Lines of the listing below that contain the string "reflection" are to be returned.

• **SOURCE MATERIAL**
[Start of section]

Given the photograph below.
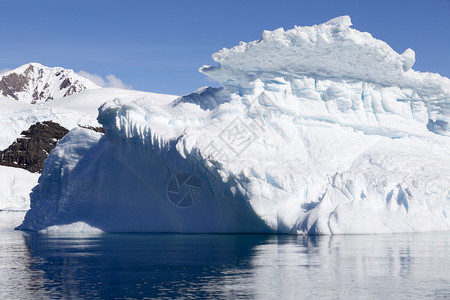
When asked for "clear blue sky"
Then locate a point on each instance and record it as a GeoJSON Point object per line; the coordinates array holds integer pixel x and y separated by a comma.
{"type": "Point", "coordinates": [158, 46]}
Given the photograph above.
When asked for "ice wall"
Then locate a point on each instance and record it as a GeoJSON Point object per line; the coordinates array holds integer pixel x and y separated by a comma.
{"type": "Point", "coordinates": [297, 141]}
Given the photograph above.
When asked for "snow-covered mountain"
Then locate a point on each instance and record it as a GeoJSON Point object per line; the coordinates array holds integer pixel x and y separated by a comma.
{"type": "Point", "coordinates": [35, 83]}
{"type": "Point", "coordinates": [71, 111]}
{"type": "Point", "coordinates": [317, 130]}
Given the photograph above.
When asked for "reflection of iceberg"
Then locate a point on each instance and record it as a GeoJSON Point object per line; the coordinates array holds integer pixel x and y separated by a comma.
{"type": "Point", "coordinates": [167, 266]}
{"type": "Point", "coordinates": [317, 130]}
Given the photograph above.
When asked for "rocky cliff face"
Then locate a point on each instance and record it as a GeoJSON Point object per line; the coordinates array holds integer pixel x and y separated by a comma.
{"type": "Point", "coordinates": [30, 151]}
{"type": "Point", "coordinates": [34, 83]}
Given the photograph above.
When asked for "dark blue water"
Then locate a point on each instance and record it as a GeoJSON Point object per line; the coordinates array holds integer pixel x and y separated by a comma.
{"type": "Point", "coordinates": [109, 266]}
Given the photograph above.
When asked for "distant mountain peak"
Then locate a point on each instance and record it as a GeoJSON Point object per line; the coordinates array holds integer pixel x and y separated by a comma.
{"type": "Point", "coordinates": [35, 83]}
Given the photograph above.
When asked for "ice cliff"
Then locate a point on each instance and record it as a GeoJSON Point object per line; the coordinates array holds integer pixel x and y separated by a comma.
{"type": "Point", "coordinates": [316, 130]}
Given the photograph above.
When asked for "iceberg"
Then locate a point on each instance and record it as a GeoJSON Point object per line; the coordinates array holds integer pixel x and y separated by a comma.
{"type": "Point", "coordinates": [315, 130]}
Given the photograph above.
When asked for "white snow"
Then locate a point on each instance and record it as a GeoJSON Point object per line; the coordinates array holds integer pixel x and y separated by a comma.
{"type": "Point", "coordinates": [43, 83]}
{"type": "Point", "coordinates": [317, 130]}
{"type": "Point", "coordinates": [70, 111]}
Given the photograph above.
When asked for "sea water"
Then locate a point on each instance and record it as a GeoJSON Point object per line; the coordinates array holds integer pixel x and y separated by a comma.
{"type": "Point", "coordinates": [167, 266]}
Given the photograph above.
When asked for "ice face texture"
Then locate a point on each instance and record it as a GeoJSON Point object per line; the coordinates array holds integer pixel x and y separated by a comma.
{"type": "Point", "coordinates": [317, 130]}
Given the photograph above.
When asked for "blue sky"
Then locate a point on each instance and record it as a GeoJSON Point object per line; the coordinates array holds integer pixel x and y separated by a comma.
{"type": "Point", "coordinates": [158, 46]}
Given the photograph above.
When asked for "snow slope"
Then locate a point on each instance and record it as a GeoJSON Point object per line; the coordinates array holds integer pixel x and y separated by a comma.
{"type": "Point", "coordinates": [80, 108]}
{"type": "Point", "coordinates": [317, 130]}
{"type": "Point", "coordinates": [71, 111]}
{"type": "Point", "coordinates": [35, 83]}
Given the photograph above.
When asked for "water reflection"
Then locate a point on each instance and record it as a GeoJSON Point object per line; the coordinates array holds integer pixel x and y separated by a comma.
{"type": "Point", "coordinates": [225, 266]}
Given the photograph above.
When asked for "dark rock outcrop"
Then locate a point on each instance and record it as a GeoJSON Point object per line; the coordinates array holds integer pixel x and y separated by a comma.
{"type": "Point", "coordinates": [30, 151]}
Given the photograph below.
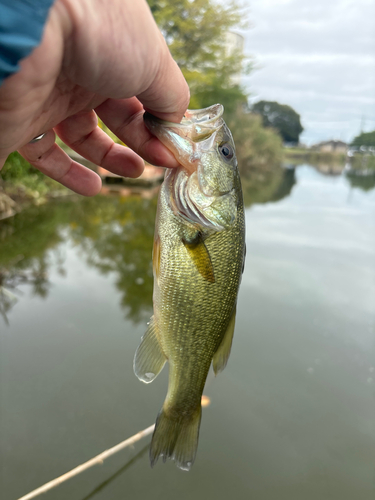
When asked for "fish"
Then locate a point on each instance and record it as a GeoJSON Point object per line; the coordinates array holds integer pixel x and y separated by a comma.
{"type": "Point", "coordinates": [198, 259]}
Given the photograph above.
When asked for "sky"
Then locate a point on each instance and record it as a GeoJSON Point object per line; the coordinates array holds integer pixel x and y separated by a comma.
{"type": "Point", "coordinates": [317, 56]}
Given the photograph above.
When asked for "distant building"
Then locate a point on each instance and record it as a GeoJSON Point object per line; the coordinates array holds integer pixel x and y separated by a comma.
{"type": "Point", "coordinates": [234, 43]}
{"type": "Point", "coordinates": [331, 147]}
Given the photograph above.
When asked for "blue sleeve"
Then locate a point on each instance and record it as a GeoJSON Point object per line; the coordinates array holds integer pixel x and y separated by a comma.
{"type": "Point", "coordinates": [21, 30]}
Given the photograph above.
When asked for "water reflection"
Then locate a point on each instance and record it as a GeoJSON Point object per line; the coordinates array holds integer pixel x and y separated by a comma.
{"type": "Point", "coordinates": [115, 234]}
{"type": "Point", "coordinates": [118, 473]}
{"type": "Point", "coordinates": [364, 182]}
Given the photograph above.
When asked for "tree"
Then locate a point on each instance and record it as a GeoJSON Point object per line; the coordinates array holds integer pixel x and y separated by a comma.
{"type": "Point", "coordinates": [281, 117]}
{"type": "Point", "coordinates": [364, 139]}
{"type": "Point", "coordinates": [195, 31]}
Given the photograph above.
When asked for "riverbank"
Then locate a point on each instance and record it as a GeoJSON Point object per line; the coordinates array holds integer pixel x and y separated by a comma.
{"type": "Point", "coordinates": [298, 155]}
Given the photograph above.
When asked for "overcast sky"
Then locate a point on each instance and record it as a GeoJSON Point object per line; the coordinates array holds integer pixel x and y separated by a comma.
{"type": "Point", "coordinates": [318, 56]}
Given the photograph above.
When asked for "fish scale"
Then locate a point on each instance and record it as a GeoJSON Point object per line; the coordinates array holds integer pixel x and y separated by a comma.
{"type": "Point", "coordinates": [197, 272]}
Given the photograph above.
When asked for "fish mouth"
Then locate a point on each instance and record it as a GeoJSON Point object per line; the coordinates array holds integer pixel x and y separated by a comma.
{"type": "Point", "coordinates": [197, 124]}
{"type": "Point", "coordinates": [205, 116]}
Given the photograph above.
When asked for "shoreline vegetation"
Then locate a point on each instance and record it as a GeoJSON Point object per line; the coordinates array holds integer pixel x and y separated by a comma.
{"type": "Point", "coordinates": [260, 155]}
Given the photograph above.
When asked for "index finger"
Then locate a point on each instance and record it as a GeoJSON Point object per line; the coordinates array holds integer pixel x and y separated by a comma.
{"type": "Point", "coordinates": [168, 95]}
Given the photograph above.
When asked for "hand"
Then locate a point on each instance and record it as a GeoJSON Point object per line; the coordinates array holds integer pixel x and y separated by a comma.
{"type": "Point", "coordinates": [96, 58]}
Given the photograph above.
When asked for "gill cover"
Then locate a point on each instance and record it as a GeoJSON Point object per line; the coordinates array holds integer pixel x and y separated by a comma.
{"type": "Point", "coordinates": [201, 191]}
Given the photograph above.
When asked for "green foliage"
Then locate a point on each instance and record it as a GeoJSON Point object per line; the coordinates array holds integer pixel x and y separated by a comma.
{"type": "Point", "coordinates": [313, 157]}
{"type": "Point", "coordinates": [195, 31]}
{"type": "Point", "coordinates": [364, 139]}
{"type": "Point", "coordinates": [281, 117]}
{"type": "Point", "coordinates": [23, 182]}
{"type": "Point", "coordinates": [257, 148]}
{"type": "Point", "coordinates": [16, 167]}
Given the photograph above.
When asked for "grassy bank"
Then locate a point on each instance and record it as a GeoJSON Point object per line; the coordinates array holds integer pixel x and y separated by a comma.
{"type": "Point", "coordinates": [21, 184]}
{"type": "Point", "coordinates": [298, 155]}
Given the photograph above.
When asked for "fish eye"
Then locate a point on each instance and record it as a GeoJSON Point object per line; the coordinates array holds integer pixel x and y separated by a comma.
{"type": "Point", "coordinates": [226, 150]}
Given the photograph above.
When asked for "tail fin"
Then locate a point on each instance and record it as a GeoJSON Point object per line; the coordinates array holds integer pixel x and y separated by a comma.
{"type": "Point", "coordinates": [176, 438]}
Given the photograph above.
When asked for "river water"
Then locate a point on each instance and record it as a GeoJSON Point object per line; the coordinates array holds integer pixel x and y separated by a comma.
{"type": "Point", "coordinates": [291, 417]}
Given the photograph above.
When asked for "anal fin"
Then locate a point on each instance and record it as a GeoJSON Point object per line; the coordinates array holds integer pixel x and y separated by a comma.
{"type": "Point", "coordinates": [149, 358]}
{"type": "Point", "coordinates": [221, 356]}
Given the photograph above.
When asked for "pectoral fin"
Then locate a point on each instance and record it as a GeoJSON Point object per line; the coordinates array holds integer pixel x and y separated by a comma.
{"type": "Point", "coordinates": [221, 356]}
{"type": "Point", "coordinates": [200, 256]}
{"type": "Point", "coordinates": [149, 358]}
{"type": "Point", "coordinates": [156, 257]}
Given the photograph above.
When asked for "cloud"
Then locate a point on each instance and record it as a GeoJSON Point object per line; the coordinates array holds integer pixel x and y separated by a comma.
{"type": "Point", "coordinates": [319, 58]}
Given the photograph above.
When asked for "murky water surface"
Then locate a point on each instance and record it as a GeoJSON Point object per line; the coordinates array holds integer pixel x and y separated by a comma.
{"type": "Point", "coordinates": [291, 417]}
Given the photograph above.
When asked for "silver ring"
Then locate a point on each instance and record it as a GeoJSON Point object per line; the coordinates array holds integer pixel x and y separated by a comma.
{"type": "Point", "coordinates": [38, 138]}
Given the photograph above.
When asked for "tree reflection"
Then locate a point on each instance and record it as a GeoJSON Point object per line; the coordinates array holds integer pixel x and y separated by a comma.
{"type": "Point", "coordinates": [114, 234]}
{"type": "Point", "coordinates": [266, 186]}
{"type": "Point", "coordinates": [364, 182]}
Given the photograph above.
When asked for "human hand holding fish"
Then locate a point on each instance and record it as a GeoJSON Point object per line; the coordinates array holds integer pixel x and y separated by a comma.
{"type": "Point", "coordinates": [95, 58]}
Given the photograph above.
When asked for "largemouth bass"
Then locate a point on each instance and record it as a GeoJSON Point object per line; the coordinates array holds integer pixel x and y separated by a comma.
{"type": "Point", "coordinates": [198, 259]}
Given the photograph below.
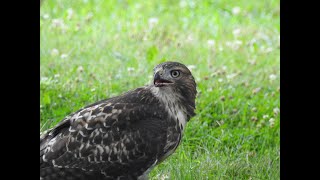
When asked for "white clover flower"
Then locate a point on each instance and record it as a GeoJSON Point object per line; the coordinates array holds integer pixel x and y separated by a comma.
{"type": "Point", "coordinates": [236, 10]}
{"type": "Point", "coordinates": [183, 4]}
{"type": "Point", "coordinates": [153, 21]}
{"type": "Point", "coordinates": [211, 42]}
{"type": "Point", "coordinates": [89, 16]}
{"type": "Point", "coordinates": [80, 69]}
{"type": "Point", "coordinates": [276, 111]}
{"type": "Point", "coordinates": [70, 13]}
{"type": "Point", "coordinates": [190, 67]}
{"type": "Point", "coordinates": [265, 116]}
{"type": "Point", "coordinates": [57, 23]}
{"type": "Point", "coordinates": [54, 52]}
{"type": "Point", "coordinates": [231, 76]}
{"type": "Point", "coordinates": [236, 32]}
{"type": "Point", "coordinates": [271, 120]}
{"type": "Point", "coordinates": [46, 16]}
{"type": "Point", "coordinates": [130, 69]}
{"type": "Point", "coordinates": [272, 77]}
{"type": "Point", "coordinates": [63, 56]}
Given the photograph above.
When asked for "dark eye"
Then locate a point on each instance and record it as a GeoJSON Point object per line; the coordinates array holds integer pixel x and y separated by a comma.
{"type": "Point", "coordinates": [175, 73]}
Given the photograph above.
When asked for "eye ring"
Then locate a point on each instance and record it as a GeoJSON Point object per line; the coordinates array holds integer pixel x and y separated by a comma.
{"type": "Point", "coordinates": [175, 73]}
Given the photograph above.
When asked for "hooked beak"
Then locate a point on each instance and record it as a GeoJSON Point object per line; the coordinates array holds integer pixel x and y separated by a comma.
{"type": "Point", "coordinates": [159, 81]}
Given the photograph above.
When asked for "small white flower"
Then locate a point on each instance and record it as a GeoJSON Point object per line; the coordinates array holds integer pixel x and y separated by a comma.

[End of section]

• **ANSWER**
When asked for "reflection of iceberg"
When asked for "water reflection"
When asked for "water reflection"
When asked for "tree reflection"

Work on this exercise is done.